We can reject that idea of “free” rather easily. There were costs associated with running the place, costs which came out of that local taxation. Sure, there’s a profit there and we could quibble that that’s what is meant. But in no manner can we claim that the tax revenue had no costs associated with it. Therefore the revenue wasn’t free and nor could the goods possibly be so.

This isn’t good economics I’m afraid:

This very important material reality of
asymmetric production capacities, that actually explains the historic drive by
European countries to coloni­ally subjugate more productive tropical areas, was
not only ignored by David Ricardo, but this real reason was explicitly assumed
away by him.
Ricardo assumed in his two-country, two-goods model that ‘both
countries produce both goods’ – indeed his assumption was that ‘all countries
produce all goods’ – while arguing that specialization and exchange according
to comparative cost advantage led to mutual benefit.

The material fact was ignored that unit cost of production could not be de-fined for
tropical goods imported by cold temperate European countries, where the output of
such goods was, and always will be, zero. What is the ‘cost of production’ per
unit of coffee in Germany, or of cane sugar in England? Where a good cannot
even be produced, no cost of produc­tion exists. ‘Comparative cost’, to be
comparable at all, requires that we know for each trading country, the number of
units of good B producible by redirecting to it the labour released by reducing the
output of good A by one unit. Thus it is essential for the theory to hold that both
goods can actually be produced in both countries, but this was, and continues to
be, impossible for temperate countries with regard to tropical products.

As Adam Smith pointed out we can make wine in Scotland. Insane to do so but we can. And then three’s that bad economics, substitution. Cane sugar? What do you think sugar beet is but a temperate world substitute for a tropical world product? So that’s a bad fail there.

Since the
assumption that ‘both countries produce both goods’ is not true, the inference of
mutual benefit does not follow.
24 On the contrary, historical evidence shows that
the less powerful country obliged, .for non-economic reasons, to specialize in
export crops loses out through area diversion leading to falling domestic
foodgrains output, and as it is kept compulso­rily open to imports of
manufactures, sees domestic deindustrialization. Modern economics textbooks
continue to carry Ricardo’s argument for free trade, ignoring the glaring fallacy
that makes the theory incorrect.

No love, it’s your argumentation that’s bad, not Ricardo.

Note this lovely reverse ferret:

By 1833 the East India Company’s already eroded trade monopoly finally ended
owing to demands from English manufacturers who, hav­ing displaced Indian
textiles from European markets, wanted free access to the Indian market. India’s
exports to Britain declined, imports grew fast, and, by about the late 1840s,
India’s trade with Britain showed a deficit as deindustrializing imports, mainly of
yarn and cloth, poured in. But Indian exports to the world continued to rise
and exceed the new deficit with Britain, so that an overall rising global export
surplus was always maintained (see Table 1 and Figure 1). The current value
annual merchandise export surplus rose from Rs 3.4 crore during 1833-35 to
Rs 87.2 crore by 1917-19, at a compound growth rate of 3.94 per cent. Owing
to rupee depreciation from the 1870s, in terms of sterling· the growth rate is
lower at 3.5 per cent. From 1833 onwards, British India’s exports to the world
were no longer routed exclusively through Britain’s ports but increasingly were
sent directly to foreign destinations, the most important being the European
Continent, China (the opium trade), later the Americas, and Japan.

Set tasks
**1.** According to the passage on Ricardo and colonial trade, what had the current value annual merchandise export surplus risen to by 1917-19?
**2.** Please continue the passage on Ricardo and colonial trade past its final sentence.
The records after this point come from an unrelated source.

Data excerpts
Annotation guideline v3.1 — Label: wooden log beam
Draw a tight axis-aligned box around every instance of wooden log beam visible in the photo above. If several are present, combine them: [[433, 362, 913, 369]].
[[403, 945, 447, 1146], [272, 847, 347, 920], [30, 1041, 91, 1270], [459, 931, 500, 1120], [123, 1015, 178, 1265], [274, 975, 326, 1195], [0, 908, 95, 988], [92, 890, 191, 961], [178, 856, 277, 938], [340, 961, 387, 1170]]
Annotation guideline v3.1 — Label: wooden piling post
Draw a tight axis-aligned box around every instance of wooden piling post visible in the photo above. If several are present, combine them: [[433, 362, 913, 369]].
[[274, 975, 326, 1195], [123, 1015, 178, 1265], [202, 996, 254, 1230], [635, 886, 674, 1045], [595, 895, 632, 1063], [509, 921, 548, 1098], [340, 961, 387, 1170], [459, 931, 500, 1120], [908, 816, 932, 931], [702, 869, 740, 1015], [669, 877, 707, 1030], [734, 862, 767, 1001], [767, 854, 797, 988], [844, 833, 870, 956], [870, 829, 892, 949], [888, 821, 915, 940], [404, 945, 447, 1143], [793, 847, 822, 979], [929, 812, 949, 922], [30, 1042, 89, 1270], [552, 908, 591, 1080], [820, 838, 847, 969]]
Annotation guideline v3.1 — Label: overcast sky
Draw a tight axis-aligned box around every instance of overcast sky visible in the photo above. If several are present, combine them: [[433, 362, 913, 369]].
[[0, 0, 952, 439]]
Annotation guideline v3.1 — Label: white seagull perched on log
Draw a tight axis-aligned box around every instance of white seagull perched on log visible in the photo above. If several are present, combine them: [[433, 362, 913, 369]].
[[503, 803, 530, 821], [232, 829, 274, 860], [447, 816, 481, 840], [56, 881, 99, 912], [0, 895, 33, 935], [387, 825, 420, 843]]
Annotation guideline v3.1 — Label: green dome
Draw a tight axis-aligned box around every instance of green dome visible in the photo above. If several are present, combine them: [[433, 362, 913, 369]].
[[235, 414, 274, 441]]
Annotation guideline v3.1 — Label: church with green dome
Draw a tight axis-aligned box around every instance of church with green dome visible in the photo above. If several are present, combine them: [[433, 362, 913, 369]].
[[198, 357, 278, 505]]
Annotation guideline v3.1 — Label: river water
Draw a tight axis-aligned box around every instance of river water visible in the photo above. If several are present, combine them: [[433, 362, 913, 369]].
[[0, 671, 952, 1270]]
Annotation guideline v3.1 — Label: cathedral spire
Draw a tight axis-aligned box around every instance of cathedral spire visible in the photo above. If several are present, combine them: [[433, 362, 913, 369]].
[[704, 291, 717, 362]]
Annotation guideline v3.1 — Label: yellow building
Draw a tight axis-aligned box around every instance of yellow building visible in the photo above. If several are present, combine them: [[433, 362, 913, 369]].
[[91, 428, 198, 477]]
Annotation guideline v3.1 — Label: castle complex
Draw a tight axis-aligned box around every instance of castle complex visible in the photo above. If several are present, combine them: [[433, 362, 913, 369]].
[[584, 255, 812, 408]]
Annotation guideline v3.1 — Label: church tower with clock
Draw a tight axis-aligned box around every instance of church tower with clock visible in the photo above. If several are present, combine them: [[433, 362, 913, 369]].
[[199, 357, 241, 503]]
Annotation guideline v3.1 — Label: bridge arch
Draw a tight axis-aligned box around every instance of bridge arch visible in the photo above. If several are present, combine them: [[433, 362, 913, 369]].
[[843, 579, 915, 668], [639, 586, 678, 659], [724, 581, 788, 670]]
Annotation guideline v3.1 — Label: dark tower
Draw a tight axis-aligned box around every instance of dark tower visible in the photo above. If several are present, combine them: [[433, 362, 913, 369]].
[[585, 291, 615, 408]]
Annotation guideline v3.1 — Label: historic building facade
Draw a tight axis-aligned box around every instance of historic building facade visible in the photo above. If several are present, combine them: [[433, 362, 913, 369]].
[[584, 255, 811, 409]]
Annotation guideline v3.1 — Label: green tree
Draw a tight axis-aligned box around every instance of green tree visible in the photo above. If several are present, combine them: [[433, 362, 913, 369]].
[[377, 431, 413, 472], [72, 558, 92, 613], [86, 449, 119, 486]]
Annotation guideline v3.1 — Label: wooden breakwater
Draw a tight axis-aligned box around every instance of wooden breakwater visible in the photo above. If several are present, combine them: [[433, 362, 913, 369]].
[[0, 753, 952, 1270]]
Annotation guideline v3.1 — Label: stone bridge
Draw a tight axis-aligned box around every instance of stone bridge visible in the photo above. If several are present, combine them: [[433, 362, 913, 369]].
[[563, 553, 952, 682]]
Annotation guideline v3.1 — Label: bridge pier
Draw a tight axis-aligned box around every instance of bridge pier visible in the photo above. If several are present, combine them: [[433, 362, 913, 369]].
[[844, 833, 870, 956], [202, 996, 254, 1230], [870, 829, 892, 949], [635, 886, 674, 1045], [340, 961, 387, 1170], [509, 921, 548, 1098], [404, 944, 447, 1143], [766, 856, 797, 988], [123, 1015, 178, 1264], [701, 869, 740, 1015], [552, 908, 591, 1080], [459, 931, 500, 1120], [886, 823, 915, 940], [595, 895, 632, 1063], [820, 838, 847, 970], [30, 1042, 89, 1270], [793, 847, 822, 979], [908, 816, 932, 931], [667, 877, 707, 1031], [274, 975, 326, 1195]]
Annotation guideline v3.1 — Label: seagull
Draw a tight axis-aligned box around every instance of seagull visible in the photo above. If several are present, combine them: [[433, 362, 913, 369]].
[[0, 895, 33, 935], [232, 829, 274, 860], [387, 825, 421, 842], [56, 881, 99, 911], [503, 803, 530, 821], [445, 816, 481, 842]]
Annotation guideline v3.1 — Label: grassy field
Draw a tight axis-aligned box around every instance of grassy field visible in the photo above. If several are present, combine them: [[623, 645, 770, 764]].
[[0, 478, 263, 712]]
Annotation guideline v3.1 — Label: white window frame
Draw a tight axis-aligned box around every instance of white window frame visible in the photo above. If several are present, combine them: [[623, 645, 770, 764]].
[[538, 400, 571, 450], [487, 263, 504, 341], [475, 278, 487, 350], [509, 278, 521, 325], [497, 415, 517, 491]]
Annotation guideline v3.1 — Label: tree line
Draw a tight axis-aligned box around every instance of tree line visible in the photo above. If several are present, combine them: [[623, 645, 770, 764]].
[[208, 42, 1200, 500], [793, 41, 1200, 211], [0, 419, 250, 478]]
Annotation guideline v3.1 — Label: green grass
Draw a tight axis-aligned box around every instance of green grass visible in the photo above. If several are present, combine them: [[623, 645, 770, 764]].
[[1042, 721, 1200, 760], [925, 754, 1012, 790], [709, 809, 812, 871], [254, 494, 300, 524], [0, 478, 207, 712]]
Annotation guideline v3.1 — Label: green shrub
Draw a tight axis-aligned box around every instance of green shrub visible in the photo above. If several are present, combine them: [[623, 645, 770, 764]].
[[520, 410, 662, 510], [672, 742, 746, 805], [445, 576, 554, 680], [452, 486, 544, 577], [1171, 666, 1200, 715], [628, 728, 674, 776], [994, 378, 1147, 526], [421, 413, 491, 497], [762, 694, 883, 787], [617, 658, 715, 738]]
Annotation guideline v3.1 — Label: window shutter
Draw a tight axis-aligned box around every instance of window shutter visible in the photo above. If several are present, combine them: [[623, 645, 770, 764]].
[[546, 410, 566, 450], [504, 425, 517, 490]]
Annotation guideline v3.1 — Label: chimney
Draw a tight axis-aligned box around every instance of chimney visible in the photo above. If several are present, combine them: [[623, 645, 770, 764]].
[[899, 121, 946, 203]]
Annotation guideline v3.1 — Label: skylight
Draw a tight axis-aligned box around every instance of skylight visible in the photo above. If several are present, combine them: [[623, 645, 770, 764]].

The responses
**1.** Rs 87.2 crore.

**2.**
The drain increased as internal revenue collections rose, but it was
now effected in a more roundabout manner than the earlier direct unrequited
merchandise export surplus to Britain, since the latter no longer existed as
English manufactures were dumped on India.

When Britain was sending stuff back to India in return this was still exploitation. Because the British manufactures, ripped untimely from the hands of their producers, were “dumped”. This is cakeism.

And here’s another lovely misunderstanding:

The solution that was worked out was, in principle, both simple and
effective: the Secretary of State for India in Council, based in London, would issue
rupee bills of exchange to foreign importers of Indian goods, against deposits
with him of gold, sterling and their own currencies

Yes, that’s how bills of exchange work. Hawala banking still does. We’re netting off flows of money by circulating the stuff in one place to pay bills in that one place, the same at the other end in the respective currencies. Only the net flow has to travel, not the gross. This is how dollar or euro clearing in London works today as well. It’s hardly a plot.

Because the entire net
earnings of gold and forex of Indian producers were appropriated by Britain, and
even their rupee equivalent was not paid to the producers in the normal way but
out of their own taxes, it was perfectly logical and entirely correct for Naoroji and
Dutt to call it ‘unrequited’ export surplus.3

This is also the way the entirety of British industry worked under post WWII exchange controls. And?

India’s Export Surplus earnings from the world were precisely what
Britain appropriated in toto, while the earners of this gold and forex continued
to be defrauded of their earnings by being reimbursed out of their own rupee
tax contributions … Table 2 shows the remarkable long­term near-equality
oflndia’s total export surplus (£617.6 million) and the sterling expenditures in
England on account of the sum of ‘drain’ items (£621 million) over the 65

Or, to read it another way, the cost of running India was the same as the profit to be made by running India.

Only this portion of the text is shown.